THE EXERCISE
Please rewrite everything from the line containing "[tag] tail light (a dot for each instance)" down to the end of the items as a numbered list, leaving out blank lines. Include both of those ends and no other lines.

━━━━━━━━

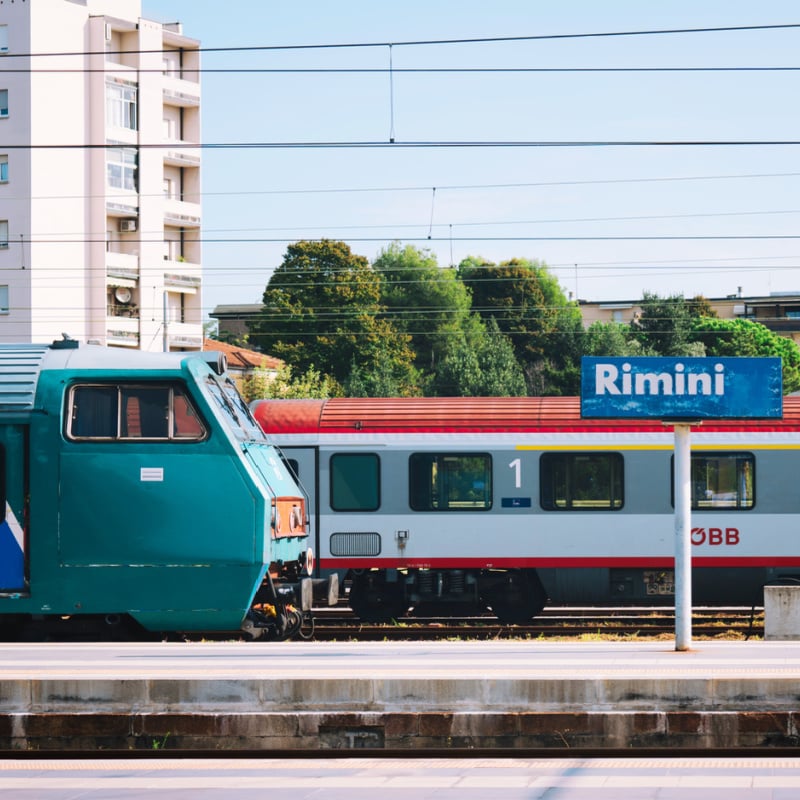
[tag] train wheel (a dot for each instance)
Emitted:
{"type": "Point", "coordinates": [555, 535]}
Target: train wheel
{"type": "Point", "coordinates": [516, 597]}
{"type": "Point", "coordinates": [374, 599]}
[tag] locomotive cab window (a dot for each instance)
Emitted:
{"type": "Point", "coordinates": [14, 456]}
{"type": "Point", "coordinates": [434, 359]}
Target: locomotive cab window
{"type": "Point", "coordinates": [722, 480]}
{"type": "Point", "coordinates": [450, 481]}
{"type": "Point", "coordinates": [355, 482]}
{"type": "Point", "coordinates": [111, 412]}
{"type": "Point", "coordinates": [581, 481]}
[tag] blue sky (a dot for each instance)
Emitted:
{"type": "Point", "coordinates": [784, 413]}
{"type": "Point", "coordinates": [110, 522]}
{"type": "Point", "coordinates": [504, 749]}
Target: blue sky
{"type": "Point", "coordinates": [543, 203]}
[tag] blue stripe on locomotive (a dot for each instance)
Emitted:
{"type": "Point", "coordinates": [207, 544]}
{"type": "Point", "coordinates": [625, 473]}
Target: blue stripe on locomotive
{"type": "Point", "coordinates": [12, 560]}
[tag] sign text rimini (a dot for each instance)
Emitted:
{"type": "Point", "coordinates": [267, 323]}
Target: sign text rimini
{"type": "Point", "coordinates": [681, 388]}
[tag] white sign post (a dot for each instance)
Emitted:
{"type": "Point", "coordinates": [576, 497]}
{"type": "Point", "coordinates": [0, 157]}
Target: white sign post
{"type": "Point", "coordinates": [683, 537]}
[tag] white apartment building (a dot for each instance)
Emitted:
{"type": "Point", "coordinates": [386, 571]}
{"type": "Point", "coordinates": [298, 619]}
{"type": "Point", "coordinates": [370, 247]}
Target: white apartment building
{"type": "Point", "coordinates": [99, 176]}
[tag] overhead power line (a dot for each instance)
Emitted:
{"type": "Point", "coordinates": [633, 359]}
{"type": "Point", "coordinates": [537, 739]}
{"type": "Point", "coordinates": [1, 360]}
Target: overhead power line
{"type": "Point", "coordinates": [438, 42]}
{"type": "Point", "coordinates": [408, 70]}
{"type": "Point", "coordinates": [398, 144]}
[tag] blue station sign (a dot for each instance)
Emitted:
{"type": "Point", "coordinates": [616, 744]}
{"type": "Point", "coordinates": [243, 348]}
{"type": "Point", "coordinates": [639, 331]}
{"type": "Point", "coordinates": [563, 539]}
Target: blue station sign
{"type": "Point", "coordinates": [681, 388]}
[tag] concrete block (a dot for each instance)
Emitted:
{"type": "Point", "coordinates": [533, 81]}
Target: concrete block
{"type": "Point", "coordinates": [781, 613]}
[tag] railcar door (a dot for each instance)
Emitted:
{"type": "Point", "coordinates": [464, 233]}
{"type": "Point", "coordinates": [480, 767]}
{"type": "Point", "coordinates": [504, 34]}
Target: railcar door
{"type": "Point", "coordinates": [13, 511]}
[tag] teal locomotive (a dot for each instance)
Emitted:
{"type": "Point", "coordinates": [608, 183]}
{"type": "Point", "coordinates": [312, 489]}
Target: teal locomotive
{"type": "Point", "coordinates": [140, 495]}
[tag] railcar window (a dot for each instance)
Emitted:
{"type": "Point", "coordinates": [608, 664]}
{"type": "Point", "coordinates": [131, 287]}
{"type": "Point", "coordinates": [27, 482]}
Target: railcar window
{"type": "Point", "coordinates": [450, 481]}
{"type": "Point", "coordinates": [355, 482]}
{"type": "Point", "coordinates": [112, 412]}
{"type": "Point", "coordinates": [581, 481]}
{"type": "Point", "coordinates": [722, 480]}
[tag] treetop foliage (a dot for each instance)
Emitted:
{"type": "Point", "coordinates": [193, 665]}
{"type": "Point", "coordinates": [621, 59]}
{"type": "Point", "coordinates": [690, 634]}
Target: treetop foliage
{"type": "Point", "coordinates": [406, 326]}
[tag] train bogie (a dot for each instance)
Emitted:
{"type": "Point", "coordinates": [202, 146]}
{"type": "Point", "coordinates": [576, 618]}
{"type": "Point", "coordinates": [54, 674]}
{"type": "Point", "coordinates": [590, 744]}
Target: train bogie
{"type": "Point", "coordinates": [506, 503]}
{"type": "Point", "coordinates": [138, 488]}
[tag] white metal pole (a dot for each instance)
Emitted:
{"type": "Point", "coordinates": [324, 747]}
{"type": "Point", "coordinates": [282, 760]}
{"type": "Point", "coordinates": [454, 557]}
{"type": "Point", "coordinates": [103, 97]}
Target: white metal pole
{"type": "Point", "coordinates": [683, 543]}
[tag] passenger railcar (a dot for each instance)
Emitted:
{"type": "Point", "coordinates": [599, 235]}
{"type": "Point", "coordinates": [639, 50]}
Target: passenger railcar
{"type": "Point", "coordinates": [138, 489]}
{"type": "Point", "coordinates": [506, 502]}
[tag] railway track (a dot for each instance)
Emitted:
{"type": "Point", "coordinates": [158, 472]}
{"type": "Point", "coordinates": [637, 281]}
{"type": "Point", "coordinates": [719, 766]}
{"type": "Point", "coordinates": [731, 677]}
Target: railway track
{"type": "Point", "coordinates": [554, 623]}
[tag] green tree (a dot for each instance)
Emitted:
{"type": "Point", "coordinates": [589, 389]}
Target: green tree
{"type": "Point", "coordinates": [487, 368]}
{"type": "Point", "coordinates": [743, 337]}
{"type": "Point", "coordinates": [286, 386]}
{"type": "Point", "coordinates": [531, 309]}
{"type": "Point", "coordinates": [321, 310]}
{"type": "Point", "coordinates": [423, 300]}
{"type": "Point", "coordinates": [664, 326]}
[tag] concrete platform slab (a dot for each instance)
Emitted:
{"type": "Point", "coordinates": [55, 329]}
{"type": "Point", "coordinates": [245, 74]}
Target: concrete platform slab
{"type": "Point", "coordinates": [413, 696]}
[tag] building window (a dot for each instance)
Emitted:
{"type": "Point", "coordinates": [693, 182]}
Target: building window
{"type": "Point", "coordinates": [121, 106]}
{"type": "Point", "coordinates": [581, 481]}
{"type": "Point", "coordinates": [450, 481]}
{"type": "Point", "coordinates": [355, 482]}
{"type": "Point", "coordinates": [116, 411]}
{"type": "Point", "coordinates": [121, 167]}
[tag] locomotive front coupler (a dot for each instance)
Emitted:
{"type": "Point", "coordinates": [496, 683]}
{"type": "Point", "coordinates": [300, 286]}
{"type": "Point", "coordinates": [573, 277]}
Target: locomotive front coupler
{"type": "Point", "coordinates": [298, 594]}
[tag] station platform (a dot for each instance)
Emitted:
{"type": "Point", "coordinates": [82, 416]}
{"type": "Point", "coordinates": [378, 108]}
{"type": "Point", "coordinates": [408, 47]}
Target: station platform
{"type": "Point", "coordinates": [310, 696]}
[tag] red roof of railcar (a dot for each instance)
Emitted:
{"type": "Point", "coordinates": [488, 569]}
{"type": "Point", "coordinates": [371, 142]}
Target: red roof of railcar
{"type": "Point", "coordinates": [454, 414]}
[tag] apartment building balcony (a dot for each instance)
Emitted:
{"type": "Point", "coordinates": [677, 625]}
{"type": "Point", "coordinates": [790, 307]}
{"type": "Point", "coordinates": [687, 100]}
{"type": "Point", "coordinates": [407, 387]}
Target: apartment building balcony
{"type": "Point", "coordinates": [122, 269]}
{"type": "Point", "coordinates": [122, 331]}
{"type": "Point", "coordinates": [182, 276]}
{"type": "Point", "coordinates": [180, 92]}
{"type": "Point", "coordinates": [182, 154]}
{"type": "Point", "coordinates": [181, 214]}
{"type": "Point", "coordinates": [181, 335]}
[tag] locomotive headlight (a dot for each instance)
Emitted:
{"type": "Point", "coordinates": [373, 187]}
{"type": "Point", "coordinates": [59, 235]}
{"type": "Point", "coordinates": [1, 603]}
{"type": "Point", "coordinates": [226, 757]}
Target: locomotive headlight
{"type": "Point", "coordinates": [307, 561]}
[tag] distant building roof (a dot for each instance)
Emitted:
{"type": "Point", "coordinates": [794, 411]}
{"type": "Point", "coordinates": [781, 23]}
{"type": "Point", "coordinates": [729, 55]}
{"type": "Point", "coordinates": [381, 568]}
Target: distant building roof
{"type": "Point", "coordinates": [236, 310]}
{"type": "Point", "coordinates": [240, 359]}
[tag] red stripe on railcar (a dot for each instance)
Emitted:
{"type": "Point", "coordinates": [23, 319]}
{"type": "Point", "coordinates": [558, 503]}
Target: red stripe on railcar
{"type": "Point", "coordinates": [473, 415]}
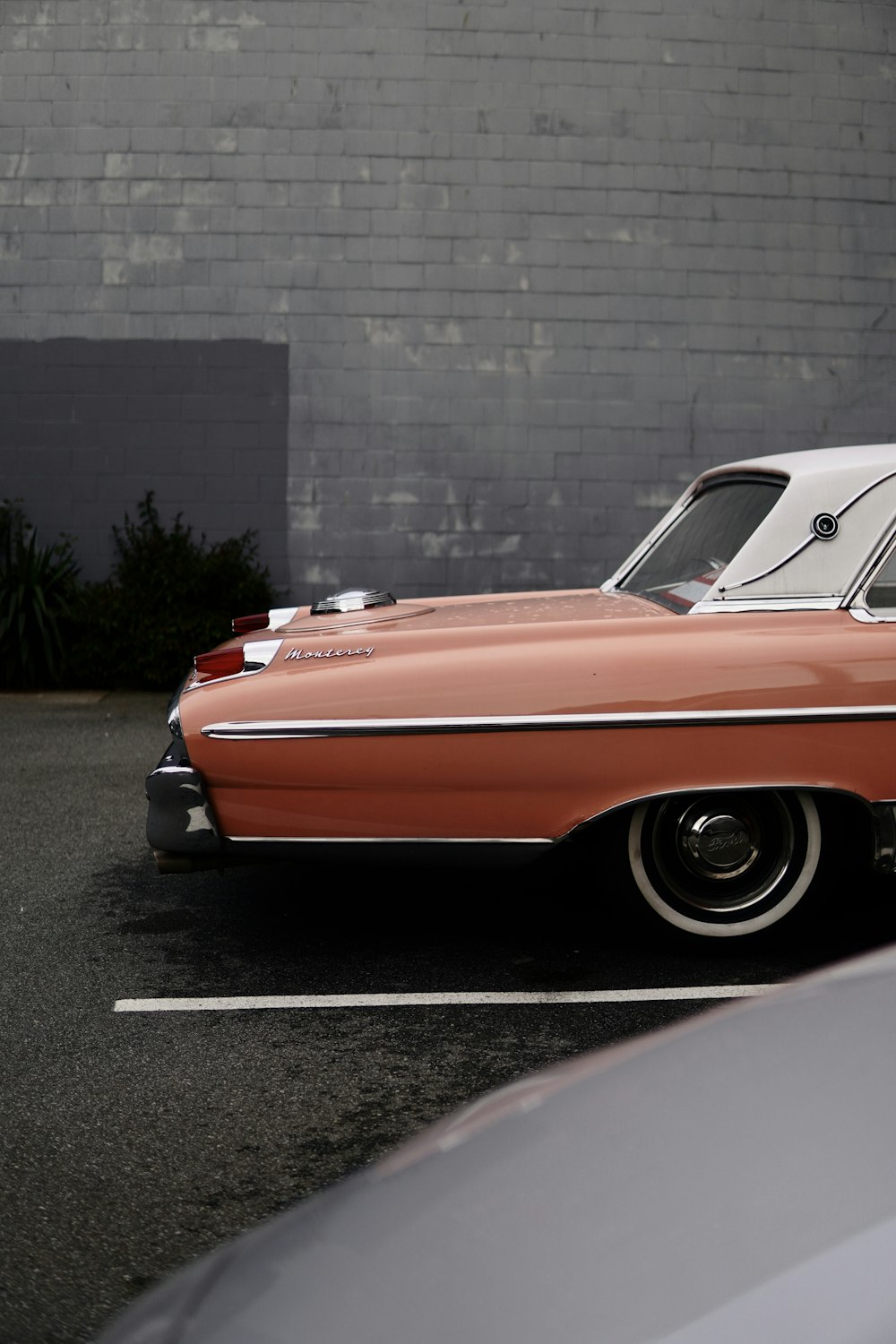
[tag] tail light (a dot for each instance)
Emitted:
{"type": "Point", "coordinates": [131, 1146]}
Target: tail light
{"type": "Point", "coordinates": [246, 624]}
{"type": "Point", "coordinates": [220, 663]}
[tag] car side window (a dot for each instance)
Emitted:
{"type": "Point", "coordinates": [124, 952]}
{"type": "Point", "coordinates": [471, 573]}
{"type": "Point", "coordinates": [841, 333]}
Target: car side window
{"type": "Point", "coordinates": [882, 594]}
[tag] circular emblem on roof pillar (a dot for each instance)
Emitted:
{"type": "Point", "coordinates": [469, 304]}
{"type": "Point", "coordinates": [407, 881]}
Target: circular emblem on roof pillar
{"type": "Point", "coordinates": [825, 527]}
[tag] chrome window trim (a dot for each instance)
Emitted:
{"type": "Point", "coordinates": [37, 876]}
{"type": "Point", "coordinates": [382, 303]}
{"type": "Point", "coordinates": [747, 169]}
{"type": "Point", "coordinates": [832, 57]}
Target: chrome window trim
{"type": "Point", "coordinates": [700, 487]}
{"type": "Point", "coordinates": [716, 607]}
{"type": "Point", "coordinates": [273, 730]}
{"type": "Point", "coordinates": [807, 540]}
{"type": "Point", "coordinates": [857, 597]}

━━━━━━━━

COMPLETED EXERCISE
1. [tag] tail light (a dot for each instance)
2. Emitted:
3. {"type": "Point", "coordinates": [131, 1146]}
4. Target: tail light
5. {"type": "Point", "coordinates": [246, 624]}
6. {"type": "Point", "coordinates": [220, 663]}
7. [tag] car side window (a dot for each instance)
8. Emitted:
9. {"type": "Point", "coordinates": [124, 952]}
10. {"type": "Point", "coordinates": [471, 573]}
11. {"type": "Point", "coordinates": [841, 333]}
12. Target: car side window
13. {"type": "Point", "coordinates": [882, 594]}
14. [tag] circular emblem on roof pillar (a dot for each instance)
15. Emitted:
16. {"type": "Point", "coordinates": [469, 304]}
17. {"type": "Point", "coordinates": [407, 881]}
18. Target: circular emblem on roof pillar
19. {"type": "Point", "coordinates": [825, 527]}
20. [tag] chrome window trim (a dot for each instance)
21. Emitted:
22. {"type": "Point", "coordinates": [37, 876]}
23. {"type": "Point", "coordinates": [382, 303]}
24. {"type": "Point", "coordinates": [747, 169]}
25. {"type": "Point", "coordinates": [832, 57]}
26. Target: chrome window trim
27. {"type": "Point", "coordinates": [700, 487]}
28. {"type": "Point", "coordinates": [716, 607]}
29. {"type": "Point", "coordinates": [273, 730]}
30. {"type": "Point", "coordinates": [807, 540]}
31. {"type": "Point", "coordinates": [857, 597]}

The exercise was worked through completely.